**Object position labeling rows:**
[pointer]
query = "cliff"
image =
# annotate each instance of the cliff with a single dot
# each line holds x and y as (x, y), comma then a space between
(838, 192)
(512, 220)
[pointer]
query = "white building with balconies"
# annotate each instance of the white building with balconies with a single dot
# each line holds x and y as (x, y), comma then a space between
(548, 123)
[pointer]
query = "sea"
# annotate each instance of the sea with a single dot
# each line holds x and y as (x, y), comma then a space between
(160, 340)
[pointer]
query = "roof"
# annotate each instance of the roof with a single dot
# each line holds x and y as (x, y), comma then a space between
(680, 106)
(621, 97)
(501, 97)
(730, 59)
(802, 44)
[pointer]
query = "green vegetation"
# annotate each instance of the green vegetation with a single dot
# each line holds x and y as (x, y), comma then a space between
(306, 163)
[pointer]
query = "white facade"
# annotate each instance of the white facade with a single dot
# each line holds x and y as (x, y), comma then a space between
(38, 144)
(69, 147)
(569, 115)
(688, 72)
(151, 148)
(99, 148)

**What is needed:**
Return all of the rows above verbatim, from the first line to the last, with no changes.

**Complete response:**
[pointer]
query = "cliff"
image =
# annotate each instance of the cliff with a single dot
# each line holds x and y as (x, y), comma then a space between
(838, 192)
(512, 220)
[pointer]
query = "white building with balconies"
# annotate each instance of the white building with balconies with a single dot
# each line holds x and y as (x, y), comma then a space between
(548, 123)
[pointer]
query = "sea"
# annotate each instance of the sea with a single dot
# each line holds x and y as (x, y), comma then a space between
(160, 340)
[pointer]
query = "roof"
# annotate each instance of the roof with a single dot
# each line holds x and y as (x, y), comma then a space between
(680, 106)
(621, 97)
(501, 97)
(730, 59)
(802, 44)
[pointer]
query = "green vegetation"
# annotate each instance of the green vegetation with a single dot
# each line holds x and y as (x, y), comma then a space between
(306, 163)
[pointer]
query = "white facade"
# annotate each instance of the white facade with a single dot
# each line holds x and y as (x, y), comma then a space between
(38, 144)
(69, 147)
(569, 115)
(688, 72)
(151, 148)
(99, 148)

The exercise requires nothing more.